___ Kumpulan data ___
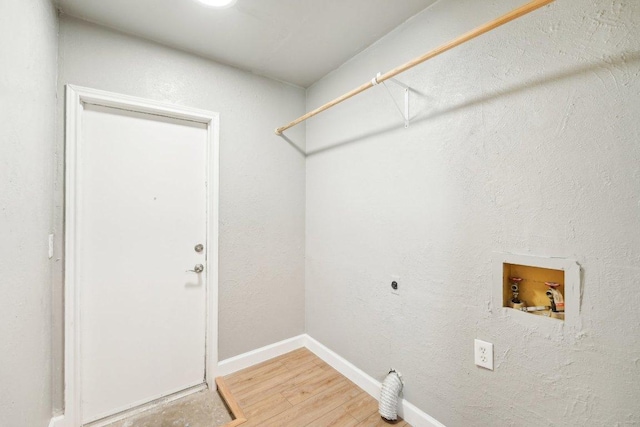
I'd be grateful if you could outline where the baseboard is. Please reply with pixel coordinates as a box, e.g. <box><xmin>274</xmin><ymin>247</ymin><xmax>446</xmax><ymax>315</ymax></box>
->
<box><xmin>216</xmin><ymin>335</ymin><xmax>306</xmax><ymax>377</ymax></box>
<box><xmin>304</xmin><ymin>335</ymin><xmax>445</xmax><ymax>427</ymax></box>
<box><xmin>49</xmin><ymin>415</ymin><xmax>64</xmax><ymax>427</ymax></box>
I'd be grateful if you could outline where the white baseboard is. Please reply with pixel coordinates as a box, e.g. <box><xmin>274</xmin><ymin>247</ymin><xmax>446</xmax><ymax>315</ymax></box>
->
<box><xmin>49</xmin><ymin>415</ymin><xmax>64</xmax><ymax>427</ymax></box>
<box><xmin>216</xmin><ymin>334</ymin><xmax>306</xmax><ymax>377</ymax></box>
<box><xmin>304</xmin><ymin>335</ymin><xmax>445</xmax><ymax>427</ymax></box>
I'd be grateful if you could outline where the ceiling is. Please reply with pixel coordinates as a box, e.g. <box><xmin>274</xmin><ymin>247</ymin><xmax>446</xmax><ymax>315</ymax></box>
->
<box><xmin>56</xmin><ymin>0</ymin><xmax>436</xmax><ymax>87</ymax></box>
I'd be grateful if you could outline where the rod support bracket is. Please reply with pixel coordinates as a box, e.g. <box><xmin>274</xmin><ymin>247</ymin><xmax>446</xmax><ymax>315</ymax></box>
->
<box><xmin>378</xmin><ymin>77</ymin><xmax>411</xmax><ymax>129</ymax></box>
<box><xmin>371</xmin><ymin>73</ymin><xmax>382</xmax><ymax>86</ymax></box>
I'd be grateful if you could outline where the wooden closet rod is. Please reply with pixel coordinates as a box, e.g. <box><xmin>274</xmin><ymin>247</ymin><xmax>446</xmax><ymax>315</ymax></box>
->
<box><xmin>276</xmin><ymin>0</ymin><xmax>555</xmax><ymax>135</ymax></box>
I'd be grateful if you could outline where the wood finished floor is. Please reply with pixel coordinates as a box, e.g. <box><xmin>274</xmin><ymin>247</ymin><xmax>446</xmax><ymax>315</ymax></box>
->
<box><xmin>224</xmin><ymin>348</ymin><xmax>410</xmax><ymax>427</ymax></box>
___
___ Kumpulan data ___
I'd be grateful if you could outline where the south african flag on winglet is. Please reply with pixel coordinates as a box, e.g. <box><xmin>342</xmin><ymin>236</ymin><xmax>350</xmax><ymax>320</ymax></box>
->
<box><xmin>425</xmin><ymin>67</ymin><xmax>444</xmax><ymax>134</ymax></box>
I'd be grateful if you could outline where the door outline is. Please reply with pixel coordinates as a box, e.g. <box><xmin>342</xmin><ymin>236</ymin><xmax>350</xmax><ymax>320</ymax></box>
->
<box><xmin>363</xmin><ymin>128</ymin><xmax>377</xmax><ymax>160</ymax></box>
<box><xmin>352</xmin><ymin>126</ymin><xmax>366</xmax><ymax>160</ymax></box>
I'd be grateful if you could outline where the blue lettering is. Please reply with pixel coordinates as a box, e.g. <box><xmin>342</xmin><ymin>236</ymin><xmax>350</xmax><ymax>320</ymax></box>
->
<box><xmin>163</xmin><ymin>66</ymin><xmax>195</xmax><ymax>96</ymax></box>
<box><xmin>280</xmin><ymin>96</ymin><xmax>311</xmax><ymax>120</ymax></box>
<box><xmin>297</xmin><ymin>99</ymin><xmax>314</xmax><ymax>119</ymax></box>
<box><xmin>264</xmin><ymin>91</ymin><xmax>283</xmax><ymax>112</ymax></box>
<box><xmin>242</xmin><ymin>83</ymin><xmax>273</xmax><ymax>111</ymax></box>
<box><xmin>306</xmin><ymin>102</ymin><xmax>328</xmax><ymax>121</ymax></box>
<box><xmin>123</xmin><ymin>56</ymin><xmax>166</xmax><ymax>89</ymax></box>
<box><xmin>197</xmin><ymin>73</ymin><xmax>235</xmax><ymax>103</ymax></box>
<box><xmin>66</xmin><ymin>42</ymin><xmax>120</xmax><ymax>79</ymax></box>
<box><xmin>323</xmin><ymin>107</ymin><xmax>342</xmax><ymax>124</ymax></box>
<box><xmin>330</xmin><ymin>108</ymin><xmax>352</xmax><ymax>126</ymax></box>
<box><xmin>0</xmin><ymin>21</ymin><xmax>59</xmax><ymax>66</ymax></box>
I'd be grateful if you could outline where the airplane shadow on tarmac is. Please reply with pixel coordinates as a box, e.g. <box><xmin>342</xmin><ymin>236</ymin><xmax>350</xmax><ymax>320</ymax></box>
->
___
Identifikasi setiap baris dalam data di atas yang memuat kata "baseboard", lalu salin semua baris tersebut.

I'd be grateful if you could outline where the baseboard is. Please reply with pixel coordinates as a box, e.g. <box><xmin>274</xmin><ymin>247</ymin><xmax>446</xmax><ymax>315</ymax></box>
I'd be grateful if you could outline where the white baseboard is. Please reply with pixel coordinates as a box, e.g. <box><xmin>274</xmin><ymin>247</ymin><xmax>446</xmax><ymax>315</ymax></box>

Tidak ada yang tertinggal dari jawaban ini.